§ Seção de texto
+++++
Translate

sábado, fevereiro 07, 2015

O idioma como instrumento de dominação

Quando um dos inúmeros tentáculos da discriminação assume aforma de preconceito lingüístico contra a língua portuguesa no Brasil

Por: Wagner Williams

Muito se debate sobre assuntos ambientais, genéticos e econômicos ultimamente. Temas sociológicos reincidentes como o homossexualismo, o racismo, a discriminação física, o tráfico, etc., tornaram-se uma espécie de clichê político para candidatos, lugar-comum para cidadãos, porém com espaço garantido para novas (e velhas) discussões. Entretanto, exclusive o cientista da área, quase nunca se reserva espaço para refletir sobre a língua, examiná-la, discuti-la, expor os problemas que a envolve e que atingem seus falantes, pois que ela ainda é considerada por muita gente uma entidade dogmática não merecedora de investigações científicas, de atenção política e de debate por parte da população.

Uma das capacidades sem a qual o homem seria mais animal é a linguagem, uma vez que ela funciona como elemento de interação entre o indivíduo e a sociedade em que ele atua. A língua é o produto social dessa capacidade, sendo portanto, pela língua, que indivíduo e sociedade se determinam mutuamente.
Ao contrário do que muitos acham, uma língua não seencerra nas regras gramaticais, bem como não é questão de "certo e errado", nem objeto para juízos de "melhor e pior, bela e feia, fácil e difícil". Uma língua é uma questão de organização da realidade, envolve conhecimento próprio de vida imposto pela nossa mente aos elementos que compõem o mundo, ou seja, entender uma língua é, em certo grau, entender o pensamento de seus falantes.
A ciência que estuda os fenômenos da linguagem é a Lingüística, nascida na Europa do século XIX, desenvolvida na América do Norte no século XX e muito produtiva no Brasil hoje. Do ponto de vista dela, um dialeto (variante regional do mesmo idioma) é melhor tanto quanto o outro. Do ponto de vista social, um dialeto é melhor do que o outro. Essa idéia de superioridade dialetal impregnou-se na língua portuguesa usada no Brasil, dispersou-se através da tradição escolar, dos meios de comunicação, e atingiu os falantes do idioma que popularizaram essa idéia. Conseguintemente a escolha de uma variação como superior criou todo um aparato de dominação ideológica, preconceitos e mitos acerca do português e de seus usuários, sobretudo acerca dos nordestinos. Com respaldo científico da Lingüística, discorrer e esclarecer algumas dessas distorções constitui a matéria deste ensaio.
+++++
§ Registros fornecidos
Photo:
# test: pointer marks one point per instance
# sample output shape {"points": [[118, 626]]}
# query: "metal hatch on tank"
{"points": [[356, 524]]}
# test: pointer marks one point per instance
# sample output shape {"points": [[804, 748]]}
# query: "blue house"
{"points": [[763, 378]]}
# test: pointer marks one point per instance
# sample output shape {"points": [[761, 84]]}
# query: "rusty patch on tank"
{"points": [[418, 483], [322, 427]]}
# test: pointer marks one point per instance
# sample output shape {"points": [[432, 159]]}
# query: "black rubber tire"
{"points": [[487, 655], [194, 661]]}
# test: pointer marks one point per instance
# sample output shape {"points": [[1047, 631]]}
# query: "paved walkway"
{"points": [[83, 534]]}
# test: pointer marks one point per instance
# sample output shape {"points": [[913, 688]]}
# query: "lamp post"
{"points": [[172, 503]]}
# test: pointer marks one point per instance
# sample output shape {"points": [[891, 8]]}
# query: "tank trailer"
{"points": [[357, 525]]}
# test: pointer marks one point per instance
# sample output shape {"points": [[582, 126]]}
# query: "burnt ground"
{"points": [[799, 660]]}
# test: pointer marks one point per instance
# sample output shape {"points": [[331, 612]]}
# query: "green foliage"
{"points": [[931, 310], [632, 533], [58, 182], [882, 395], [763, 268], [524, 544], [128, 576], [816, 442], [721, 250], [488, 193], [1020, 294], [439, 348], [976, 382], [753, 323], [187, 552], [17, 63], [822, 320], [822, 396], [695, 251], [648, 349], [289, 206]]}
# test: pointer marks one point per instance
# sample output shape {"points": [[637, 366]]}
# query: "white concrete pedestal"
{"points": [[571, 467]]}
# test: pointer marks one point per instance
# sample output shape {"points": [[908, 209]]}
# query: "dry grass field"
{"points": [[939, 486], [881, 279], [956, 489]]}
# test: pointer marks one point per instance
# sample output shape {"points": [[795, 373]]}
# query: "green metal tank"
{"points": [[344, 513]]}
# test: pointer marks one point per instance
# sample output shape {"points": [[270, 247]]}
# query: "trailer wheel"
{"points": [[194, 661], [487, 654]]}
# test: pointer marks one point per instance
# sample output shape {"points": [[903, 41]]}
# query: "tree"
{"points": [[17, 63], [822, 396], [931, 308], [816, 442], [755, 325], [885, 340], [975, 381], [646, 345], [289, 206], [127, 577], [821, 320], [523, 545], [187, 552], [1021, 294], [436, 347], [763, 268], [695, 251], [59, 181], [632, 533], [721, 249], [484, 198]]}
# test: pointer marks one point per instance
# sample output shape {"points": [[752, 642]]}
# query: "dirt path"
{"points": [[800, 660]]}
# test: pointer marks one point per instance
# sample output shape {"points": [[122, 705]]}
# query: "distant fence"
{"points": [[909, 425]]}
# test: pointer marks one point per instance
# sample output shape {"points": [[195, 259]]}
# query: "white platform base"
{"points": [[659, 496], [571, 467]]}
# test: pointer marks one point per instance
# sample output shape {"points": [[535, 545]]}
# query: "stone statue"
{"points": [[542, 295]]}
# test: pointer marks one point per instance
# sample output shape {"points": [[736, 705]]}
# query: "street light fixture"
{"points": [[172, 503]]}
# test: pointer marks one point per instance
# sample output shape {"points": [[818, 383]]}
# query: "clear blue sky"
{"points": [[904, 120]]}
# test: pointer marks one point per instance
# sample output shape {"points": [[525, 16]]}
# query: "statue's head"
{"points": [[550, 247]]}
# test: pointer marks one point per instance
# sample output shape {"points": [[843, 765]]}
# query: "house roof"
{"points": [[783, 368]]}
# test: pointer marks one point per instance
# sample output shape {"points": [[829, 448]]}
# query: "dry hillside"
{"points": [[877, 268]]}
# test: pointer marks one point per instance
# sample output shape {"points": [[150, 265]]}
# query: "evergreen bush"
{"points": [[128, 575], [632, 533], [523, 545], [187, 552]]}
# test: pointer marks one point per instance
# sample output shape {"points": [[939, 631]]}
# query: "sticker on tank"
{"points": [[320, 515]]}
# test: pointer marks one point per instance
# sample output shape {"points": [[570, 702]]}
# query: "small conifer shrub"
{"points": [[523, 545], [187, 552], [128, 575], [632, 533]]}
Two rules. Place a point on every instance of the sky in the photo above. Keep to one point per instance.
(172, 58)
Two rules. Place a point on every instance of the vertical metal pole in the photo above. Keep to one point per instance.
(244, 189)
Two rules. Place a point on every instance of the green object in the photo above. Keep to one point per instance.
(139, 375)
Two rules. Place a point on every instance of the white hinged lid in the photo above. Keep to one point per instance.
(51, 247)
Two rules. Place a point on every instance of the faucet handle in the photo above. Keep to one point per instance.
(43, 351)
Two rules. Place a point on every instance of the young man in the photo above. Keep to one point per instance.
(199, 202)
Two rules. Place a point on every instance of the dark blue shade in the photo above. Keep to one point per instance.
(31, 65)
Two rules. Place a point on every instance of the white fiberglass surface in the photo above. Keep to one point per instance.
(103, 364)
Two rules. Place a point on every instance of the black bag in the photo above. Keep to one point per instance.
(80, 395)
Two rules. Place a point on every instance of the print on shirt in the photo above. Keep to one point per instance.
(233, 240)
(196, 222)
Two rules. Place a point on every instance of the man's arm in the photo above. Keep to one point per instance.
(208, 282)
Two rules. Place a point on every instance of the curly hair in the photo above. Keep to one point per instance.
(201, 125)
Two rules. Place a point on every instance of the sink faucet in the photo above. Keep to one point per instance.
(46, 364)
+++++
§ Lista de tarefas
1. No ensaio sobre preconceito linguístico, por que quase nunca se reserva espaço para refletir sobre a língua e discuti-la? Responda em uma a três frases.
2. Transcreva as linhas dos registros que vão da linha com "Two rules. Place a point on every instance of the curly" até o fim dos registros, incluindo ambas as extremidades.

§ Resultados finais
1. Porque a língua ainda é considerada por muita gente uma entidade dogmática, que não mereceria investigações científicas, atenção política nem debate por parte da população. A exceção é o cientista da área.

2.
Two rules. Place a point on every instance of the curly hair in the photo above. Keep to one point per instance.
(201, 125)
Two rules. Place a point on every instance of the sink faucet in the photo above. Keep to one point per instance.
(46, 364)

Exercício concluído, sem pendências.